◆ **Objective**
Edit the records below so that each "One point for each instance" becomes "Place one point on each instance", with everything else kept the same. Omit the pictures from your answer.

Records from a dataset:
____________

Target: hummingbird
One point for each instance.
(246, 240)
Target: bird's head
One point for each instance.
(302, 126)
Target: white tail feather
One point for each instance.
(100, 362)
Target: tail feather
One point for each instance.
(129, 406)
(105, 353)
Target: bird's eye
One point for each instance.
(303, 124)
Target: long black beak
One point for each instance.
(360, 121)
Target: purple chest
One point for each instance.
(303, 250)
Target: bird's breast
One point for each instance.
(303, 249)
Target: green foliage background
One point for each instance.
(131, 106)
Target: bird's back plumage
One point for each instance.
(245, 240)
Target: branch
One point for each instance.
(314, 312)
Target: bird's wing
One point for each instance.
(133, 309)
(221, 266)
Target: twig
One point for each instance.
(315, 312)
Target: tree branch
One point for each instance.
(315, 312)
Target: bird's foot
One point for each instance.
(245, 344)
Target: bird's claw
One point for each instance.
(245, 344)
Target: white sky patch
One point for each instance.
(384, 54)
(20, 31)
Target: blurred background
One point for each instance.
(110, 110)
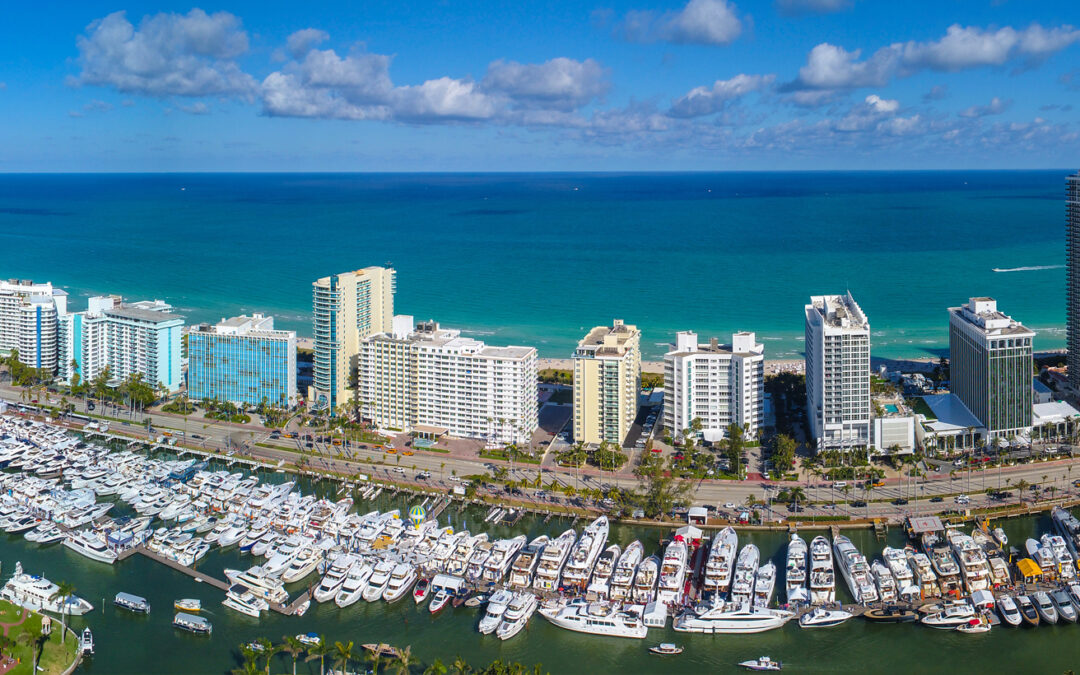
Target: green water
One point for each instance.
(135, 644)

____________

◆ **Written answer**
Target: hummingbird
Place one point on each instance.
(246, 240)
Target: bird's head
Place one point on each instance.
(302, 126)
Target: white tail feather
Place one point on each instance.
(100, 362)
Target: tail feather
Place one point on each instance.
(129, 406)
(105, 353)
Target: bird's eye
Place one point on each instance.
(303, 124)
Target: long black beak
Place one point on each instance.
(360, 121)
Target: purple chest
Place one point on each instance.
(303, 250)
Target: bird's breast
Place one point on each instance.
(303, 249)
Target: green foliage background
Place one point on each instance.
(131, 106)
Target: bird's back plumage
Place one point on each instance.
(245, 240)
Target: branch
Place one point on each instance.
(314, 312)
Target: bird's wing
Place one point on each instance.
(133, 309)
(221, 266)
Target: twig
Place one point on each instance.
(315, 312)
Target: tree branch
Place one point on each instance.
(315, 312)
Target: bird's foot
Place one point on each instance.
(245, 344)
Target: bird's claw
Place one point on each instance.
(245, 344)
Target: white sky patch
Place one point on each instance.
(384, 54)
(20, 31)
Target: blurred background
Place one point on each instance.
(110, 110)
Target: green water
Place one point on each instance.
(135, 644)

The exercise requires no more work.